Top of Supplied passage

Since many of us are deficient in vitamin D, also known as the “sunshine vitamin,” doctors will often prescribe high levels of vitamin D supplements, with doses ranging from 2000 to 10,000 IU (International Units) per day, up to 50,000 IU per week, and sometimes more. But like all good things, it’s possible to get too much. “Mega doses of vitamin D can cause a buildup of calcium in the blood, causing nausea, vomiting, poor appetite, constipation, weakness, and weight loss,” says Madeline Basler MS, RDN, CDN, of Real You Nutrition. What’s more, many supplements can have up to 22 percent more vitamin D3 than the amount listed on their label, according to an analysis of 21 vitamin D best-selling supplements by labdoor.
Here’s the bigger issue: Since vitamin D is fat soluble, any excess can get stored in the body. “A build-up of stored vitamin D can cause avoidable problems,” says Marra Francis, MD, Medical Director at EverlyWell, including excess calcium absorption and conditions associated with hypercalcemia such as kidney stones and GI upset. Levels that are too high can even cause vitamin D toxicity. (The Mayo Clinic has noted toxic reactions after several months of consumption of 50,000 IU vitamin D daily.) “People should not take anything above the daily recommended doses of Vitamin D unless instructed to do so by their doctor,” Dr. Francis says.

Bottom of Supplied passage
Top of Supplied information

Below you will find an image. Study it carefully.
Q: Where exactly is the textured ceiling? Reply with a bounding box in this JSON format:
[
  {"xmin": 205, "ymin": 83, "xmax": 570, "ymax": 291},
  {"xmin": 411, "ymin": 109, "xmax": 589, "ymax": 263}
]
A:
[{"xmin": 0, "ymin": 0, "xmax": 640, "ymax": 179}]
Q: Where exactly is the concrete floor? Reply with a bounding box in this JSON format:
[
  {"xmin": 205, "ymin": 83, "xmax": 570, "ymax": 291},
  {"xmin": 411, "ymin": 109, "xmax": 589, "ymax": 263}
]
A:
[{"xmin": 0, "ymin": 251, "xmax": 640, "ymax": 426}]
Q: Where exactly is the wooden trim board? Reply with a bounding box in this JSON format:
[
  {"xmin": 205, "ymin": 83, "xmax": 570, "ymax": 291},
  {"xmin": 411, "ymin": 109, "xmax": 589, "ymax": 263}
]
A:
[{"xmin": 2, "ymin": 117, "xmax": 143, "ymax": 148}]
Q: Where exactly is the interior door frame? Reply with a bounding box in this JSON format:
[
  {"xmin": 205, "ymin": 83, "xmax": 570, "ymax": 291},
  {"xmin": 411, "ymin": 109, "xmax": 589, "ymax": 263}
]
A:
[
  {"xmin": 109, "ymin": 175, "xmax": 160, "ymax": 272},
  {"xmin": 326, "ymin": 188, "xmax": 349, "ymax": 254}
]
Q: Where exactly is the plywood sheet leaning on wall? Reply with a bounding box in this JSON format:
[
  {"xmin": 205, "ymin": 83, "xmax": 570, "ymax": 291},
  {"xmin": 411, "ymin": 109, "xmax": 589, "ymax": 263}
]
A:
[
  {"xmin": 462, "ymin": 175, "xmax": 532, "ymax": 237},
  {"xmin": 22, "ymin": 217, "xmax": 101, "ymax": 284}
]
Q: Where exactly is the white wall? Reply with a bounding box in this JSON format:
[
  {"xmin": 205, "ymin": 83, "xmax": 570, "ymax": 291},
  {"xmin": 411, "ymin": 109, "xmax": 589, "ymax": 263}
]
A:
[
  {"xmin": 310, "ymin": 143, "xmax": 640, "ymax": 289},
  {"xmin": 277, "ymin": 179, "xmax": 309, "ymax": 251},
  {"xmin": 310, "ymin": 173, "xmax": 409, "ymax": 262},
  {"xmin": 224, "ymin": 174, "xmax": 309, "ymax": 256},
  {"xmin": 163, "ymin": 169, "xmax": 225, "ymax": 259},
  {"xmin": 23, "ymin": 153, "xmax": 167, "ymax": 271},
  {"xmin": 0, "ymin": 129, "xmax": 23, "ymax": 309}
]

Bottom of Supplied information

- Exercise instructions
Resume the passage on vitamin D supplements, picking up right after its final sentence. The entries are separate material and have no connection to the passage on vitamin D.

- Output below
The average daily recommended amounts vary based on your age. In 2010, the National Institute of Health set the Recommended Dietary Allowance for vitamin D at 600 IUs daily for infants, children, and adults up to 70 years of age, which is an increase from their previous recommendation of 200 IUs daily. Adults 71 and older need 800 IU, since the ability to absorb vitamin D declines with age. According to a study in the American Journal of Clinical Nutrition, 70-year-olds have a 75 percent reduced capacity to manufacture vitamin D in their skin compared to people in their twenties. People who are obese may also need more vitamin D, because the fat cells take it up, making it less available for use by the body. In the winter, when you’re getting less sun exposure, some experts say it’s safe to take daily doses of around 1,000 to 2,000 IUs without any risk of complications. Here are clear signs you might not be getting enough vitamin D.
Two other considerations when choosing a vitamin D supplement: First, you’ll want to make sure that it uses vitamin D3 (cholecalciferol) instead of vitamin D2 (ergocalciferol), as vitamin D3 is the form of vitamin D that is already synthesized in the human body, so it’s expected be more effective. Second, you’ll want to consider the other nutrients coming along for the ride. Magnesium, for example, gets a lot of attention. “Magnesium is not needed for ‘absorption’ of Vitamin D, but it is needed for vitamin D to convert to its active form in the blood stream,” says Dr. Francis. “And as there are as many people with magnesium deficiencies and Vitamin D deficiencies, these are often suggested to be taken together.”
Though you’ll get a bit of vitamin D from foods—including fatty fish, beef liver, cheese, egg yolks and mushrooms, plus fortified foods like milk, orange juice, and cereal—the amounts are so small that there’s little need to worry that they’ll put you over the daily dose.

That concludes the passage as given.